Would you quote the material below from its first line through the line containing "Reviewer note: check that each instance of the sandy", exactly and with both ends included?

** Opening DATA SECTION block **

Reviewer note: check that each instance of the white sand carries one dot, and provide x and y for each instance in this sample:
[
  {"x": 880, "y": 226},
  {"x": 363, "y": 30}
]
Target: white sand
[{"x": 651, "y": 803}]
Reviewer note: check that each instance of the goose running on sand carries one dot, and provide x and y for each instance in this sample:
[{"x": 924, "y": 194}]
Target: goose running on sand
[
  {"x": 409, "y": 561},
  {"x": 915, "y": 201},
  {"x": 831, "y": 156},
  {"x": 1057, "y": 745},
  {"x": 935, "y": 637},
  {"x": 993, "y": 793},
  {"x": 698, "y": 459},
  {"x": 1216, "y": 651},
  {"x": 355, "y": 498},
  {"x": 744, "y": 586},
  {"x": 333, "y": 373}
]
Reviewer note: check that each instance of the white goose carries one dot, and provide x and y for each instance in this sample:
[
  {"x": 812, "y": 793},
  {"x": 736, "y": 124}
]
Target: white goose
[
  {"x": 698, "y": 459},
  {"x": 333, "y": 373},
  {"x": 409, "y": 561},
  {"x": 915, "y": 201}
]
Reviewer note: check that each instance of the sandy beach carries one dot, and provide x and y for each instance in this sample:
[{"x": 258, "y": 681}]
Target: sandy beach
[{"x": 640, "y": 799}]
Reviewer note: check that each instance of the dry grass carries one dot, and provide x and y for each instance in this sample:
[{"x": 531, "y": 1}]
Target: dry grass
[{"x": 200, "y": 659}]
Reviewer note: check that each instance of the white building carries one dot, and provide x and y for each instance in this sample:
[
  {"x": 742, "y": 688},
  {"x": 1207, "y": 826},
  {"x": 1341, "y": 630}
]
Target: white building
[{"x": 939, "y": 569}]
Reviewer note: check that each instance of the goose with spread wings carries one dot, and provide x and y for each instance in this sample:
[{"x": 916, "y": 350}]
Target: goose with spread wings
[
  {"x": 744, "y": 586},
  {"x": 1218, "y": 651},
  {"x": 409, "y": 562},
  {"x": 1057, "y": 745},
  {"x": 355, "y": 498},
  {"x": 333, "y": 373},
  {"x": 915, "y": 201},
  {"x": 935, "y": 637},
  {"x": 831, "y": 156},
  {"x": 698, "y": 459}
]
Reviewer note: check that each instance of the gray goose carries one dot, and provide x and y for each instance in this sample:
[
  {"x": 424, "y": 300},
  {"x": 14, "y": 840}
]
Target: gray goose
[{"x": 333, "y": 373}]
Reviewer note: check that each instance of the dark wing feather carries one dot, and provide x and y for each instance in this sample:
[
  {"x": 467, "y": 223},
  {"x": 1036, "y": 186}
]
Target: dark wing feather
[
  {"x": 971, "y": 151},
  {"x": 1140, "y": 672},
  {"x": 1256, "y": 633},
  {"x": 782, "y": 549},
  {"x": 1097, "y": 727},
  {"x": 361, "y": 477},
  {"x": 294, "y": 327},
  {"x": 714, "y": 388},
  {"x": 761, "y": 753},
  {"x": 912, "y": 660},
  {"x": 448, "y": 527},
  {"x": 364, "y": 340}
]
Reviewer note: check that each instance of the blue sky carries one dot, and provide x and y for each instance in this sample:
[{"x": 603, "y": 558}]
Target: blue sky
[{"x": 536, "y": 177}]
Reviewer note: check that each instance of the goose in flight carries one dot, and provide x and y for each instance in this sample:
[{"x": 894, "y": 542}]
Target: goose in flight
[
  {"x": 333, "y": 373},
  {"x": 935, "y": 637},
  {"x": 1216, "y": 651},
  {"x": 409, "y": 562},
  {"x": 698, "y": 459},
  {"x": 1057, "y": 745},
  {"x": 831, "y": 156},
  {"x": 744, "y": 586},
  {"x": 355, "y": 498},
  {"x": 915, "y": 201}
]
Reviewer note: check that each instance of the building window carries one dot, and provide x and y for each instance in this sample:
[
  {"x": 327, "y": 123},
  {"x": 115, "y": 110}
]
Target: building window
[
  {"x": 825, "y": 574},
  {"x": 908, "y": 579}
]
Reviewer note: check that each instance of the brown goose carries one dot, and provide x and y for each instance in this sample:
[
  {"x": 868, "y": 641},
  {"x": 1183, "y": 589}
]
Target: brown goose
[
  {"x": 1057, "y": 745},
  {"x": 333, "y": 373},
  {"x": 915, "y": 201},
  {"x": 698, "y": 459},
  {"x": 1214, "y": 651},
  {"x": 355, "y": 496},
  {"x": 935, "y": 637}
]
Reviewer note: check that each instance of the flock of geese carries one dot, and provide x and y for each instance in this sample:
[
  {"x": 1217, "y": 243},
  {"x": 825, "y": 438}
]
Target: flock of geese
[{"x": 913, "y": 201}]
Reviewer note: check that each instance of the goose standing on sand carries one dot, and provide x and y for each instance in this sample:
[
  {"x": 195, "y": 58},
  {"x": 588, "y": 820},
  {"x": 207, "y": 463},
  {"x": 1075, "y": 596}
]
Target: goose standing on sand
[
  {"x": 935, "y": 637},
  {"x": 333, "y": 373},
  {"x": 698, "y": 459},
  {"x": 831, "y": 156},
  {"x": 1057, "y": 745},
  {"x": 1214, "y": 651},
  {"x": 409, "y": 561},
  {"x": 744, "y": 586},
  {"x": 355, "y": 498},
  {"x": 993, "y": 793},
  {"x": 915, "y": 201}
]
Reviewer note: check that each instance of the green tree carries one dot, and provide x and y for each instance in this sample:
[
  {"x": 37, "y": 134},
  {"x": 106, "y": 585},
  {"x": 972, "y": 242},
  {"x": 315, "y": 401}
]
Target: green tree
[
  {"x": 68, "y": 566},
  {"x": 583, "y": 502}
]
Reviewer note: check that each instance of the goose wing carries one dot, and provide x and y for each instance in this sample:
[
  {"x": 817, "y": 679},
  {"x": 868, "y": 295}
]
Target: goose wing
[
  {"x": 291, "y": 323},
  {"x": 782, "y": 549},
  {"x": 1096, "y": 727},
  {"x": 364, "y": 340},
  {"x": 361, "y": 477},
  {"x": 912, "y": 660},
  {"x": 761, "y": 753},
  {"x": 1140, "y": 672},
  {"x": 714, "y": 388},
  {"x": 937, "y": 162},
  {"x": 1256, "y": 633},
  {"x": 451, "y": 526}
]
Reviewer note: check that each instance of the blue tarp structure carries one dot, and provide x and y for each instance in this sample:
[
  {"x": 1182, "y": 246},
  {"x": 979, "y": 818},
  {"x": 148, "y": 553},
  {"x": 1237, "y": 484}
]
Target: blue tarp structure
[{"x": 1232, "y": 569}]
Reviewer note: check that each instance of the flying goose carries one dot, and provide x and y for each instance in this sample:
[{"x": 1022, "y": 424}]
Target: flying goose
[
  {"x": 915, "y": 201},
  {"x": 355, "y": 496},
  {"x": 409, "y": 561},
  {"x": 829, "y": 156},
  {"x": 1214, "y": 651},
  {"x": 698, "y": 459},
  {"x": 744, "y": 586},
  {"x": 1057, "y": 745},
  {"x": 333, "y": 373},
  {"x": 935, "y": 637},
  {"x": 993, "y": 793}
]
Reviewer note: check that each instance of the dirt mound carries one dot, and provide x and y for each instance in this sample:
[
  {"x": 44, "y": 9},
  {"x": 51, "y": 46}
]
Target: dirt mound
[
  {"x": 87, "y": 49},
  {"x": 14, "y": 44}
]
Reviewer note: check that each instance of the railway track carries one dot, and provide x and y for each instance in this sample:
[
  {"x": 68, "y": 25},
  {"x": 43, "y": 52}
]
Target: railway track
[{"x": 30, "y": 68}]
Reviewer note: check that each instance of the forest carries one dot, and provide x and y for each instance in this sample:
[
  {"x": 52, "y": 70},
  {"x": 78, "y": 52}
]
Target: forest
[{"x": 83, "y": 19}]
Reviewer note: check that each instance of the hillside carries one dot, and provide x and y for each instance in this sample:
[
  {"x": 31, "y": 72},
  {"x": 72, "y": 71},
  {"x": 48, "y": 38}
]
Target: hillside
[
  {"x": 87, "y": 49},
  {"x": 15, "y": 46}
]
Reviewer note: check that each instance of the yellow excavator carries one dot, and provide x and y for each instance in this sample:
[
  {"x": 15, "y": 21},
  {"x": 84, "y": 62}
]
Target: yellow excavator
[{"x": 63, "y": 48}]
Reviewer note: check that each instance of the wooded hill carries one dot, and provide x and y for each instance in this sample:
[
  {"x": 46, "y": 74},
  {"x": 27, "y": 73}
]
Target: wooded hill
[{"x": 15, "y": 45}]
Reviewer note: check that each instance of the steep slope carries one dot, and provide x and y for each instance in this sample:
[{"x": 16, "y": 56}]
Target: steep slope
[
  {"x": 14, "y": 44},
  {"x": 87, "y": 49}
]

** Closing DATA SECTION block **

REPLY -
Reviewer note: check that each instance of the white sand carries one dot, and provide x and y for each instance in this sample:
[
  {"x": 880, "y": 226},
  {"x": 363, "y": 30}
]
Target: white sand
[{"x": 651, "y": 803}]
Reviewer note: check that each instance of the goose running on sand carries one dot, and provide x and y for each instance in this sample:
[{"x": 924, "y": 194}]
Target: goose running on sand
[
  {"x": 409, "y": 561},
  {"x": 915, "y": 201},
  {"x": 831, "y": 156},
  {"x": 1057, "y": 745},
  {"x": 935, "y": 637},
  {"x": 993, "y": 793},
  {"x": 698, "y": 459},
  {"x": 1216, "y": 651},
  {"x": 355, "y": 498},
  {"x": 744, "y": 586},
  {"x": 333, "y": 373}
]
Reviewer note: check that each instance of the white goose carries one dot, and provide x and y for each instance in this sample:
[
  {"x": 812, "y": 793},
  {"x": 736, "y": 124}
]
Target: white goose
[
  {"x": 698, "y": 459},
  {"x": 333, "y": 373},
  {"x": 409, "y": 561},
  {"x": 915, "y": 201}
]
Reviewer note: check that each instance of the sandy beach carries one dot, and provide x and y for each instance in this sample:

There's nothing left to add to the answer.